本文:
- - - - -

懐かしい家具が並ぶ茶会記クリフサイド室内

 

   常伯熊は淮南の地に居ながら、李季卿が訪ねてくるまでの短期間に陸羽『茶経』を自ら書き写して(あるいは書写を誰かに頼み)手に入れ、陸羽茶道を独学で習得したと言える。それほどこの時代お茶が全国に迄普及し、陸羽の茶道が流行したと理解してよい。ただ封演が「封氏聞見記」を書くために資料とした『茶経』、常伯熊が李季卿に表演する時手本にした『茶経』、どちらも書き写したものだと考える。取り上げた歴史的人物の中で、陸羽に一番近いのは封演であろう。彼の話から『茶経』の刊行本の話は出てこない。その後の人、北宋の陳師道が見た11種類の『茶経』も刊行本ではなさそうである。歴史の隙間に、唐代『茶経』の刊行本が埋もれていないかと、夢想するのは私だけであろうか。

- - - - -

データの各行:
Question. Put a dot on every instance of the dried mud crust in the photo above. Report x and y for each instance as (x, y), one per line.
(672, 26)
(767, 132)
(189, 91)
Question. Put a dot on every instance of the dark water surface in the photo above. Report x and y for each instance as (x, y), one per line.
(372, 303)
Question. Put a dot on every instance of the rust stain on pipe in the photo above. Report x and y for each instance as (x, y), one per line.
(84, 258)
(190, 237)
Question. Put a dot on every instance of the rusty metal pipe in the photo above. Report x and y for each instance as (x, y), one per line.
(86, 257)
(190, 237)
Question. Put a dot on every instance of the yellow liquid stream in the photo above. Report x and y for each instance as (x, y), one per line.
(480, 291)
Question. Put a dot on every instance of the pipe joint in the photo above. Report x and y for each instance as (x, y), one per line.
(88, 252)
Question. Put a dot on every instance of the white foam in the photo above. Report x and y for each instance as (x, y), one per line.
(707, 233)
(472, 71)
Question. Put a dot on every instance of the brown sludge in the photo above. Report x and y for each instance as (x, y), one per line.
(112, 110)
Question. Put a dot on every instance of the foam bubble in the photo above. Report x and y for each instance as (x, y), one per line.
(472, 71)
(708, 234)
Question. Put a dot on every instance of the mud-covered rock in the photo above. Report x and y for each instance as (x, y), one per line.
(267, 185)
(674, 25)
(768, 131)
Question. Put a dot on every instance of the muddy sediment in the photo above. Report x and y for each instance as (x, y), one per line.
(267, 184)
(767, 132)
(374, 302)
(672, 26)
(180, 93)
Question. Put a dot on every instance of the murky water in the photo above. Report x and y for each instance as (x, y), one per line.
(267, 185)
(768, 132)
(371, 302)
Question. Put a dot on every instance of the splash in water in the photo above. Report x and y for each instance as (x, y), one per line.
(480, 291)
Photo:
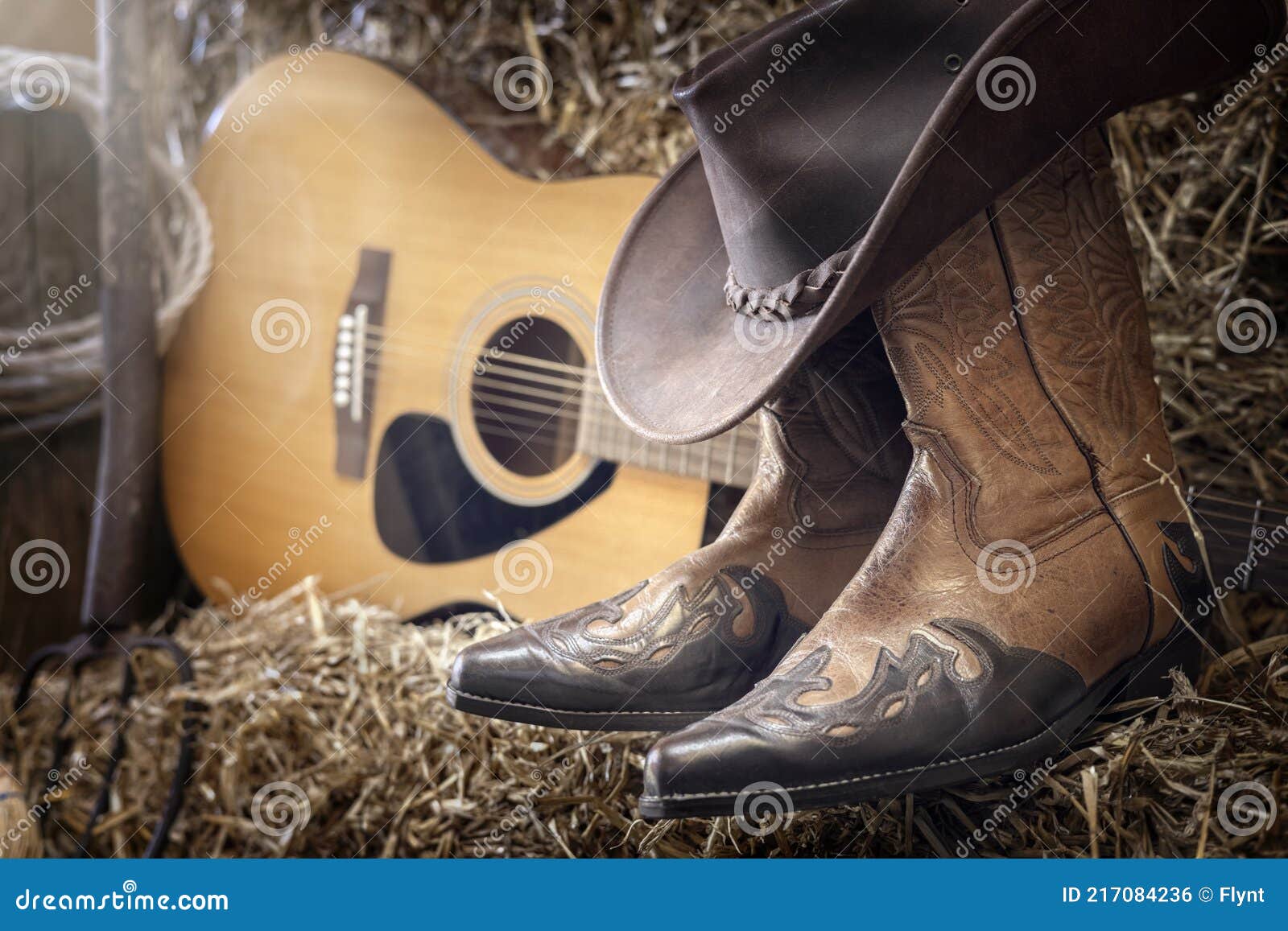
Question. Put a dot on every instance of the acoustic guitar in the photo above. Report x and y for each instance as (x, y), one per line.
(390, 380)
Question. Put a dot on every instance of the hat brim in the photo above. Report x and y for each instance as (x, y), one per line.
(679, 366)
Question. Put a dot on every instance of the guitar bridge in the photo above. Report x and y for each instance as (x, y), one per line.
(357, 348)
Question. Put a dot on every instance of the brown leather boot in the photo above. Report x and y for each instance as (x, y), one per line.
(1034, 566)
(701, 632)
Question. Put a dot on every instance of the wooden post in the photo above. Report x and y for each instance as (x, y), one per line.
(126, 484)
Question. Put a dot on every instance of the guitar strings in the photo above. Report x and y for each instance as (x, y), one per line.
(588, 385)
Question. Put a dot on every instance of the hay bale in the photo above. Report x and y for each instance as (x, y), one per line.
(19, 832)
(325, 733)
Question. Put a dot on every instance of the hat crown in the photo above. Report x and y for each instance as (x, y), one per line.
(804, 124)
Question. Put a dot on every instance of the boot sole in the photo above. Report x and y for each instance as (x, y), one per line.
(573, 720)
(1146, 676)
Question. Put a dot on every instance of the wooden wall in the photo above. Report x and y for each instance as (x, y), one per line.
(48, 236)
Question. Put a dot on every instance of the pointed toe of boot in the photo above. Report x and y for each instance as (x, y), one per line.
(527, 676)
(706, 768)
(500, 669)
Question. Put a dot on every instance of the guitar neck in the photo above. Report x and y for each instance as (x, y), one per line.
(728, 459)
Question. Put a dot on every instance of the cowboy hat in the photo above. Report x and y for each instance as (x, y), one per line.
(841, 143)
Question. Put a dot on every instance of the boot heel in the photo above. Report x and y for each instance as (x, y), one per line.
(1150, 678)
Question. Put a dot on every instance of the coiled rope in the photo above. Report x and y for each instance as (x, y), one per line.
(52, 369)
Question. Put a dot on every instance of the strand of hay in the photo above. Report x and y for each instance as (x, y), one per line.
(19, 834)
(326, 734)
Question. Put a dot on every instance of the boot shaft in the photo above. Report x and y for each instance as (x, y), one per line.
(1022, 345)
(834, 455)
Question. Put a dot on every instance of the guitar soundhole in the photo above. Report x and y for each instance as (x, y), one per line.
(526, 396)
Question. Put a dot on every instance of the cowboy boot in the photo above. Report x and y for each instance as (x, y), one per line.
(1036, 568)
(701, 632)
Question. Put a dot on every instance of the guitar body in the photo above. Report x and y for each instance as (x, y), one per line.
(351, 212)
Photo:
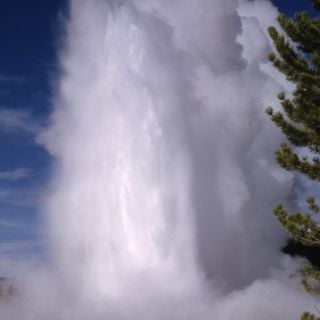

- - - - -

課題:
- a) 本文の「常伯熊は淮南の地に居ながら、」から「想するのは私だけであろうか。」までをすべて一字一句そのまま書き写してください。
- b) 本文について、次の問いに答えてください。
(i) 常伯熊はどこの地に居ながら陸羽の茶道を独学で習得したとされていますか。
(ii) 取り上げた歴史的人物の中で、陸羽に一番近いとされているのは誰ですか。
(iii) 北宋の陳師道が見た『茶経』は何種類ですか。
- c) 本文に名前が出てくる人物をすべて挙げてください。
エントリは本文とは別の資料です。

各課題の解答:
- a)
常伯熊は淮南の地に居ながら、李季卿が訪ねてくるまでの短期間に陸羽『茶経』を自ら書き写して(あるいは書写を誰かに頼み)手に入れ、陸羽茶道を独学で習得したと言える。それほどこの時代お茶が全国に迄普及し、陸羽の茶道が流行したと理解してよい。ただ封演が「封氏聞見記」を書くために資料とした『茶経』、常伯熊が李季卿に表演する時手本にした『茶経』、どちらも書き写したものだと考える。取り上げた歴史的人物の中で、陸羽に一番近いのは封演であろう。彼の話から『茶経』の刊行本の話は出てこない。その後の人、北宋の陳師道が見た11種類の『茶経』も刊行本ではなさそうである。歴史の隙間に、唐代『茶経』の刊行本が埋もれていないかと、夢想するのは私だけであろうか。

- b)
(i) 淮南の地
(ii) 封演
(iii) 11種類

- c) 常伯熊、李季卿、陸羽、封演、陳師道